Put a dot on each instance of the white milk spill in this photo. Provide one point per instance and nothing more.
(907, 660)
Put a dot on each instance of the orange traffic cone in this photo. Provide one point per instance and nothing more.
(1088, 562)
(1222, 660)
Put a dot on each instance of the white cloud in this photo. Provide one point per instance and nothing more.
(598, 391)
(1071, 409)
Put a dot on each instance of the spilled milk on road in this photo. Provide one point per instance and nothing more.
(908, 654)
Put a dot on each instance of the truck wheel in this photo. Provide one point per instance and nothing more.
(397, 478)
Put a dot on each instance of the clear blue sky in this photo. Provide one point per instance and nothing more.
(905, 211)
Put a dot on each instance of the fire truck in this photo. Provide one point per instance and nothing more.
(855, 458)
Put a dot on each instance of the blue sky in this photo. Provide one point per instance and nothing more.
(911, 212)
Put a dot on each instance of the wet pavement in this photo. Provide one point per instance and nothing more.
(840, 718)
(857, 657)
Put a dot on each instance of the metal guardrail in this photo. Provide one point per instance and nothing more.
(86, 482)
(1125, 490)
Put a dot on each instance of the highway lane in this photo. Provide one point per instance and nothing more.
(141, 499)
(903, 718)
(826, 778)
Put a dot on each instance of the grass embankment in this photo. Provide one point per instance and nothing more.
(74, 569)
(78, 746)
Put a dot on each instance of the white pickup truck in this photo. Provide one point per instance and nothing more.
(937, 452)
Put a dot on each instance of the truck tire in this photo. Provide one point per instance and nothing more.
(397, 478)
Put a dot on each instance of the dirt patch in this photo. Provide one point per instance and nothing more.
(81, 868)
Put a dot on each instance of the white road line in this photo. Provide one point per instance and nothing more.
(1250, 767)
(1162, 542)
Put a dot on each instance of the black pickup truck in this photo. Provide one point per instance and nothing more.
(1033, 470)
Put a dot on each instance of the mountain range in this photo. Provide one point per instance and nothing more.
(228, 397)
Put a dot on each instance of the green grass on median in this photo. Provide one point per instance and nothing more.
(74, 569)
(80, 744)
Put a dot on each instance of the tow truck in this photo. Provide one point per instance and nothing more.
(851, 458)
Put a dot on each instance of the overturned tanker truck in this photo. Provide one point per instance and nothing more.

**THE TASK**
Copy all of the records above word for word, in the same order, leaving nothing out.

**FINISHED EXERCISE**
Put a dot on each instance of the white milk spill in this photo. Provide one point per instance and nothing more.
(907, 660)
Put a dot on each instance of the orange traffic cone in this photo. Provide one point per instance and nothing more.
(1088, 562)
(1222, 660)
Put a dot on each instance of the white cloud in this photo. Provide one point per instance and nothing more.
(598, 391)
(1071, 409)
Put a dot on each instance of the spilled milk on road in this photo. Provide one point per instance and nothing more.
(908, 654)
Put a dot on each instance of the truck wheel in this photo. Provide one point per instance and nothing more.
(397, 478)
Put a dot on each instance of the clear blue sky in this photo. Provide one point per instance and nothing more.
(905, 211)
Put a dot on each instance of the fire truck in this photo. Provide one point per instance and nothing more.
(855, 458)
Put a dot on each instance of the blue sky in this photo. Provide one point per instance and nothing more.
(911, 212)
Put a dot on each instance of the wet pavement in this photo. Provide one point per instance and nothing more.
(840, 718)
(857, 657)
Put a dot on each instance of the metal guardrail in this photo. Provide one point per instance and nothing more.
(86, 482)
(1125, 490)
Put a dot on each instance of the highway lane in this photo. Provide one point per instance and nothing more.
(141, 499)
(903, 718)
(826, 778)
Put a dot on each instance of the grass embankment in this photo. Provide one point per instance and nothing more.
(74, 569)
(78, 746)
Put a dot on each instance of the white pickup truck in this photo. Provide one point per instance and nothing more.
(937, 452)
Put a dot on each instance of the truck tire in this photo. Provide one point per instance and nothing more.
(397, 478)
Put a dot on each instance of the dirt patch in this photo. Provide one point per instance and nothing more.
(81, 868)
Put a dot on each instance of the white road line in this photo. Provide one point per instance and nothing more.
(1250, 767)
(1162, 542)
Put a dot on each instance of the black pickup truck in this photo. Provide one point per instance and nothing more.
(1033, 470)
Put a dot on each instance of the mountain range in this photo. Provide one point per instance and nothing more.
(228, 397)
Put a dot on each instance of the green grass on median in this photo. Provide one point per instance and nothing more.
(74, 569)
(80, 744)
Put a dot on each instance of the tow truck in this photo. Provide one point per instance and nothing more.
(851, 458)
Put a dot on each instance of the overturned tanker truck in this photo. Provide one point per instance and nothing more.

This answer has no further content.